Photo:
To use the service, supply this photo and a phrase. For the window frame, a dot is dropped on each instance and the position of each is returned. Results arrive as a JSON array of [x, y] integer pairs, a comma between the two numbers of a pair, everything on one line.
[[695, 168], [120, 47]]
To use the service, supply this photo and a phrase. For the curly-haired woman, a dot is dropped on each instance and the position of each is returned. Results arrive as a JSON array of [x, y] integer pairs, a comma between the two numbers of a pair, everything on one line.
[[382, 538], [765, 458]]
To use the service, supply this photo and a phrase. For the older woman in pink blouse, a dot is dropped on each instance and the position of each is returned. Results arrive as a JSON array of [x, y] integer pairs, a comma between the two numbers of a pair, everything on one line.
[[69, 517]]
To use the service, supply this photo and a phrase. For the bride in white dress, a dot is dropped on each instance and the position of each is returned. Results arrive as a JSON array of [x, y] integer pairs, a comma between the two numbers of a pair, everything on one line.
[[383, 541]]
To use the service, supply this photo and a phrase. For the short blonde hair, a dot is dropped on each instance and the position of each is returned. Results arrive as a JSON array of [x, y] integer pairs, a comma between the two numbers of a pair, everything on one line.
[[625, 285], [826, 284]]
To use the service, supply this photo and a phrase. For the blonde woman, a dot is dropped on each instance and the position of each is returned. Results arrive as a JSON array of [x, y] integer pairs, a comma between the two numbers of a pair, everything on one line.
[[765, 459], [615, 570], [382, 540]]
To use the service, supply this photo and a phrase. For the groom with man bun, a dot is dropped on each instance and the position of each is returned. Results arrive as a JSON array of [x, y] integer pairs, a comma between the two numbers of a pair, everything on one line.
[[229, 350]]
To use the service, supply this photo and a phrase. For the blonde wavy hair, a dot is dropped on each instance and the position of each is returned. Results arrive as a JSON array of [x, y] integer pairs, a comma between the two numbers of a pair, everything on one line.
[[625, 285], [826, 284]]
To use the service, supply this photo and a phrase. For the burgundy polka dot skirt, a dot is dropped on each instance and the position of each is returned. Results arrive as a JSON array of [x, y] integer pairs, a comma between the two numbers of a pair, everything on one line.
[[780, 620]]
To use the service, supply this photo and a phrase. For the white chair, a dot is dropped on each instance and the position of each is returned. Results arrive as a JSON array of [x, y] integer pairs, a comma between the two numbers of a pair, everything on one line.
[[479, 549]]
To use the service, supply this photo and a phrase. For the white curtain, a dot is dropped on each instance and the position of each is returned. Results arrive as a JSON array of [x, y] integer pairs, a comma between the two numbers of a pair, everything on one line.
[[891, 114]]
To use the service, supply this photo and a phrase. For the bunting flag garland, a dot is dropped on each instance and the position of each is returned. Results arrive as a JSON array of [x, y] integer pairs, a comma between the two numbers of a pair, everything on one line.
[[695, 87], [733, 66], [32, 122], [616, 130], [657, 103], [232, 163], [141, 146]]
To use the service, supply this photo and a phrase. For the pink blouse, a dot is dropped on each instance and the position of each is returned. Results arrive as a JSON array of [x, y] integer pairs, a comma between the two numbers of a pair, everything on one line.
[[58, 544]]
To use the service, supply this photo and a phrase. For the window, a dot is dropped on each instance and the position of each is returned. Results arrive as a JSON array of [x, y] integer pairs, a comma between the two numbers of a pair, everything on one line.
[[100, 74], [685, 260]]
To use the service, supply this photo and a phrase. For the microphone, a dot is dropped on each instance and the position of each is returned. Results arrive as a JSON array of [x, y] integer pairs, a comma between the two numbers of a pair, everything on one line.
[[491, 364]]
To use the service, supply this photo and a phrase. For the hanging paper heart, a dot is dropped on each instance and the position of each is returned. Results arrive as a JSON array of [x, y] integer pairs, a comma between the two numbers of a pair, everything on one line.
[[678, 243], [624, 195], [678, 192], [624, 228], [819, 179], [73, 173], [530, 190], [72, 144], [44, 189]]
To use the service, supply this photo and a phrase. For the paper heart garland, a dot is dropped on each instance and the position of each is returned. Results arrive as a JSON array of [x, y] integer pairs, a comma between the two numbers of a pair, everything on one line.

━━━━━━━━━━━━━━━━━━━━━━━━━━━━━━

Copy all of the data above word for word, leaving every character unchanged.

Photo:
To use the service, supply this photo and a phrase. For the window frame, a dot is dropped on each instance and the position of each is returned. Results arrive as a JSON array of [x, y] integer pairs, a comma between the two numbers of a pair, everything on one line.
[[695, 168], [120, 47]]
To use the service, supply this photo and a phrase. For the curly-haired woman, a dot is dropped on each instance and the position of each is returned. Results arrive as a JSON array of [x, y] integer pairs, a comma between the two numbers of a pair, everything on one line.
[[382, 538], [765, 458]]
To use the service, supply this photo and a phrase. For the older woman in pink blouse, a dot is dropped on each instance and the position of each is returned. Results arrive as a JSON array of [x, y] integer pairs, a comma between the two numbers of a pair, everything on one line.
[[69, 517]]
To use the service, supply this photo and a phrase. For the bride in white dress, a dot is dropped on each instance and the position of each is returned. Results arrive as a JSON array of [x, y] integer pairs, a comma between the two numbers of a pair, everything on one line.
[[383, 541]]
To use the service, supply this photo and a phrase. For the short blonde hair, a dot is dropped on each instance and the position of each is returned. Results arrive as a JSON array of [x, y] integer pairs, a comma between the two numbers of a pair, everything on one line.
[[625, 285], [826, 284]]
To use the service, supply this photo and a phrase. For the blonde woman, a dot is dropped on each instance and the position of each is returned. Results arrive as a JSON array of [x, y] integer pairs, a comma between the two numbers of a pair, everything on one line.
[[765, 459], [615, 570], [382, 540]]
To use the service, supply this photo and a phrase. For the groom with man bun, a dot is dropped on each instance and the position of each is returned. Results arrive as a JSON array of [x, y] integer pairs, a comma between the two numbers of a pair, everything on one line.
[[229, 350]]
To use the service, supply this photo and a phrase. For the blonde wavy hair, a dot is dropped on each instance and the position of each is returned. Results arrive as a JSON array of [x, y] integer pairs, a comma between the two numbers of a pair, everything on one line.
[[625, 285], [826, 284]]
To use the service, supply this photo and a phrase. For the burgundy polka dot skirt, a dot is dropped on each instance and the position of each is returned. Results arrive as a JSON array of [x, y] integer pairs, a comma between the two numbers of a pair, everything on one line.
[[780, 620]]
To use the service, supply this photo and a phrase. For the white chair, a dot is dropped on each instance and the position of each is returned. Results arrive as a JSON array of [x, y] integer pairs, a comma between the two numbers of a pair, everything on one line.
[[479, 549]]
To use the service, supply this photo and a phrase. For the white curtain, a dot is dropped on each instance and the position of each is returned. Results arrive as a JSON array of [x, y] integer pairs, a comma between the two numbers of a pair, everything on one line.
[[891, 114]]
To use the service, supply this photo and a phrase. For the bunting flag garland, a dot is dropped on each instance and the position of each is returned. Results arrive as a JSON array of [x, y] integer pairs, a comma between the two numbers of a pair, everything on one line.
[[695, 87], [733, 66], [32, 122], [616, 130], [657, 103], [232, 163], [141, 146]]
To use the service, supply this photo and a phrase. For the pink blouse, a dot is dropped on each instance and the position of each is returned. Results arrive as a JSON array of [x, y] integer pairs, a comma between the two numbers of a pair, everything on one line.
[[58, 544]]
To use the service, supply this photo and a phrase. For the window, a dot is dropped on each instance and the position of each is returned. Results arrive as a JSON array of [x, y] integer pairs, a comma between the two numbers of a pair, everything on one line.
[[100, 74], [685, 260]]
To use the service, supply this photo and a phrase. For the microphone, a dot is dropped on each instance and the position of each is returned. Results arrive as a JSON array of [x, y] integer pairs, a comma between the two numbers of a pair, everything on one line.
[[491, 364]]
To use the service, supply this photo and a phrase. For the hanging paper heart, a dot is dropped on each instance and the position of each is returned. Results arrive as a JSON array of [x, y] integer pairs, a comma between the two numbers of a pair, everything on one line.
[[678, 243], [624, 195], [678, 192], [624, 228], [819, 179], [73, 173], [530, 190], [72, 144], [44, 189]]
To use the service, supply this photo and a phrase. For the paper heart garland, a dot is dropped on each instance and the position of each is returned. Results arrive as a JSON array of [x, y] integer pairs, a comma between the two numbers of a pair, everything on one line.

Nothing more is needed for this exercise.